>>
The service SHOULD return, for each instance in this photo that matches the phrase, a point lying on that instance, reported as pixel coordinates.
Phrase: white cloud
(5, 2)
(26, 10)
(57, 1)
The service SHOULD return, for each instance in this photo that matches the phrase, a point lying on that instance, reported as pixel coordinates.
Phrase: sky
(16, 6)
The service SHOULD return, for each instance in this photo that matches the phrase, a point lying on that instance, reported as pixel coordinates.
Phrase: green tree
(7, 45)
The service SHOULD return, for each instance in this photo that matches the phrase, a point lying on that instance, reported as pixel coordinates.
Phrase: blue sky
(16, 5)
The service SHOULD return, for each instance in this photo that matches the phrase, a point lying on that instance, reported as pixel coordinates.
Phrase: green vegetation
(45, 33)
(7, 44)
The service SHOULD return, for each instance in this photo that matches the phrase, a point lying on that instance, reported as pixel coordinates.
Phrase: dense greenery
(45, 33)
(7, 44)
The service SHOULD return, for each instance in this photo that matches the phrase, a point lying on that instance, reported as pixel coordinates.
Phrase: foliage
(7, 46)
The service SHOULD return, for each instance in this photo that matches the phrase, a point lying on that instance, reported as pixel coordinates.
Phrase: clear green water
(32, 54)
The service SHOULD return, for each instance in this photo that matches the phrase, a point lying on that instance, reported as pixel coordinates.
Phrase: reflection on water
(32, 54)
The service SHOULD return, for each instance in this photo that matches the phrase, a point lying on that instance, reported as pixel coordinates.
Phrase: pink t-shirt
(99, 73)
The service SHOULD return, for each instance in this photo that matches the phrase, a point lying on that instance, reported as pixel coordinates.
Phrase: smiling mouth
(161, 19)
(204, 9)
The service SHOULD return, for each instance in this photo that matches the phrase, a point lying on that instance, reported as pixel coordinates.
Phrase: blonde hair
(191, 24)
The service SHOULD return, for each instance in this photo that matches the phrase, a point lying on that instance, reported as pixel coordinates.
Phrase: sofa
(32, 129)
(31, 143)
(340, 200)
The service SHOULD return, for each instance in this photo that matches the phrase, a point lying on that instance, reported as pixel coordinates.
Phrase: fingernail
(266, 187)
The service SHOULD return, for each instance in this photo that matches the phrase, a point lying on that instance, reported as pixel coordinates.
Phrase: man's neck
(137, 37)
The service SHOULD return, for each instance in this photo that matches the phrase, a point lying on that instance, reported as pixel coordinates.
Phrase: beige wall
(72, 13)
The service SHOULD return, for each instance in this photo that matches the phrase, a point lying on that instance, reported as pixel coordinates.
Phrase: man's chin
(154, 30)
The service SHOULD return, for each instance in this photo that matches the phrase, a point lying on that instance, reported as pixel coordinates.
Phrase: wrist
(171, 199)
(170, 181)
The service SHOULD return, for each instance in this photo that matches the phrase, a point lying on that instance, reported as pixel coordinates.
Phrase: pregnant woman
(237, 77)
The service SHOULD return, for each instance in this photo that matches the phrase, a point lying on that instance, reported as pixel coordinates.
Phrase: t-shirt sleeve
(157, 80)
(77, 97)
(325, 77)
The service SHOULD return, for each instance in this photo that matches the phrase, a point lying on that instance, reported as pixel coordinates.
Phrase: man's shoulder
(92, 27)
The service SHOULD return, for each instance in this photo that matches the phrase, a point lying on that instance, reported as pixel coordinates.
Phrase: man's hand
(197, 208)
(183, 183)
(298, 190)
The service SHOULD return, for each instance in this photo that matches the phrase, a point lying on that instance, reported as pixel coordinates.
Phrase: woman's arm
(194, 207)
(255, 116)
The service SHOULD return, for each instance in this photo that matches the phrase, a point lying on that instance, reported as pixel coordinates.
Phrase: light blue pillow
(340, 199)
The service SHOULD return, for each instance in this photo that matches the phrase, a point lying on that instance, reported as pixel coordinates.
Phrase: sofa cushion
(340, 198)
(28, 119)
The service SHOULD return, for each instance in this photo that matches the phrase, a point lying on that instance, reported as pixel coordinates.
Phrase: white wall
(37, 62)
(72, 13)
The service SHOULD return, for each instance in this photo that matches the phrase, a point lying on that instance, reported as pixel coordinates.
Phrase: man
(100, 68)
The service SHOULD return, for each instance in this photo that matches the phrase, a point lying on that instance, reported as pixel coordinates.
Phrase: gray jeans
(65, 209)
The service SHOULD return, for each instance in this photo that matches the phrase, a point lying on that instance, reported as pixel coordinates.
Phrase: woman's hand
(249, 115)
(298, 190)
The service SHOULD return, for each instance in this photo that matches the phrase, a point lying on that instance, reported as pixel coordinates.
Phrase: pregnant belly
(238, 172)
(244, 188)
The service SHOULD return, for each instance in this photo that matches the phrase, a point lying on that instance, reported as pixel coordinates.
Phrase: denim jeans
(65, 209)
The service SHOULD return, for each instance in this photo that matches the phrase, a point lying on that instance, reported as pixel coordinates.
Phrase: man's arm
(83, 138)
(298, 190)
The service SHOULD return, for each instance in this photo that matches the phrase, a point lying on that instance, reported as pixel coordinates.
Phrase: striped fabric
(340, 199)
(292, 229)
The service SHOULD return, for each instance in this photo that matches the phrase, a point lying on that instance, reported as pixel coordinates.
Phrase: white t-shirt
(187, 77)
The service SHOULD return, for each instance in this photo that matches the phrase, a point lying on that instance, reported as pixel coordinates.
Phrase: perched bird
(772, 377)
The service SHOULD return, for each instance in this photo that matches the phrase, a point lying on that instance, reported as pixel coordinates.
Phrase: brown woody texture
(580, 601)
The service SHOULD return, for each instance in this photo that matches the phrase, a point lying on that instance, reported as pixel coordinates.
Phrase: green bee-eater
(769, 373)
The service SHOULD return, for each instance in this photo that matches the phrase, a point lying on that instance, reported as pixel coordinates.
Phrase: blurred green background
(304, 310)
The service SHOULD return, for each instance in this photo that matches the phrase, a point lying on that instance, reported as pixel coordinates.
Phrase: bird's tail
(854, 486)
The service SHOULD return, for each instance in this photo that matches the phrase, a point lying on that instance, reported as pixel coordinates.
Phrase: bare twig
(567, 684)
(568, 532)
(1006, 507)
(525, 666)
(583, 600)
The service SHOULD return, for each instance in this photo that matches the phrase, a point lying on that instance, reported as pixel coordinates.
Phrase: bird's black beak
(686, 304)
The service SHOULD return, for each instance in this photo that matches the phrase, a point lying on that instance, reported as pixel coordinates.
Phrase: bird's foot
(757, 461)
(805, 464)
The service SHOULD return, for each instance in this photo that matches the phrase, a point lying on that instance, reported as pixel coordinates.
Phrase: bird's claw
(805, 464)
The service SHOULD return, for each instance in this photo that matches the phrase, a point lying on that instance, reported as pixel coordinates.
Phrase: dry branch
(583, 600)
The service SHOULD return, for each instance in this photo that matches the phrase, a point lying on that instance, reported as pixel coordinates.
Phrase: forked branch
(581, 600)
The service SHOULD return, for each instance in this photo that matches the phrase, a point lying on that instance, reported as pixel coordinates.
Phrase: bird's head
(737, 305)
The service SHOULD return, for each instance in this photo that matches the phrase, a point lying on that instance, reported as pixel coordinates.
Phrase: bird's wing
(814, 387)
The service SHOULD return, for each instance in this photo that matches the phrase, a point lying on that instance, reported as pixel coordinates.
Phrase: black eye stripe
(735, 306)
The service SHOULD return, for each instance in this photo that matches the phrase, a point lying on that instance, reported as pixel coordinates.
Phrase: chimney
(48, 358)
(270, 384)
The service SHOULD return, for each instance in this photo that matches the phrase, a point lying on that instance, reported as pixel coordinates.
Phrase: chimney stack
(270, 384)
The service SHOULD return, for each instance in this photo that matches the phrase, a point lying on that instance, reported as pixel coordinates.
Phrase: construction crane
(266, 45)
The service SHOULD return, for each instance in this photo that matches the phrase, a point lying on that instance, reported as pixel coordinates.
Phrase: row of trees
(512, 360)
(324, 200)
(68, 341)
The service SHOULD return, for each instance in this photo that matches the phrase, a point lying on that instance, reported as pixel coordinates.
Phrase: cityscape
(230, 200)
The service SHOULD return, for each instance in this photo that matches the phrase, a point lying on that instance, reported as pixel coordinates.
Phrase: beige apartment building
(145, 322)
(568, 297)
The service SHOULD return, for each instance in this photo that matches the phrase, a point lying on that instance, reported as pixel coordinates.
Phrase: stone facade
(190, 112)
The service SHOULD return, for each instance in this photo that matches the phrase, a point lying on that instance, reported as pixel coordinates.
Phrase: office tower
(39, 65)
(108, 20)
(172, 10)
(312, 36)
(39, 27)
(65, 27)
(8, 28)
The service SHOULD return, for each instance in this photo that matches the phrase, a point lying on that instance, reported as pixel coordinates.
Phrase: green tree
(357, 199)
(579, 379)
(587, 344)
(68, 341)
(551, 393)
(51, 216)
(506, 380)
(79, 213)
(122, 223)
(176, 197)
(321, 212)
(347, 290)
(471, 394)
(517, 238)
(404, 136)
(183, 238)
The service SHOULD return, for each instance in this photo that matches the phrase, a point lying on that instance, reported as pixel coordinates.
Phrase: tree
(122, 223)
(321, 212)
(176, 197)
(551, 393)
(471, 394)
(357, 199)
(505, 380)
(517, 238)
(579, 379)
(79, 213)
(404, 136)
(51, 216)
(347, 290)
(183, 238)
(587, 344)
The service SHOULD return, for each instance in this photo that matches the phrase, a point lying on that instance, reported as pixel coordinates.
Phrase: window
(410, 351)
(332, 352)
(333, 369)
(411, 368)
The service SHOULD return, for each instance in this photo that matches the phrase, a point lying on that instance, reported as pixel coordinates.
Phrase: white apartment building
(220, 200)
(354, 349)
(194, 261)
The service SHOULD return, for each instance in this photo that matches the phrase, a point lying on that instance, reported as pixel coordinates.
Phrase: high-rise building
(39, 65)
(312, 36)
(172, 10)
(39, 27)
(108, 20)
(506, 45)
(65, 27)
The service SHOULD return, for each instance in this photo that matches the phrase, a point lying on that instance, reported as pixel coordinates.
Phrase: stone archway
<<
> [GOAL OF THE EXERCISE]: Report every line from the rows above that contains the string "shirt", copying each line in full.

> [RESULT OF THE TASK]:
Phrase: pink t-shirt
Phrase: t-shirt sleeve
Phrase: white t-shirt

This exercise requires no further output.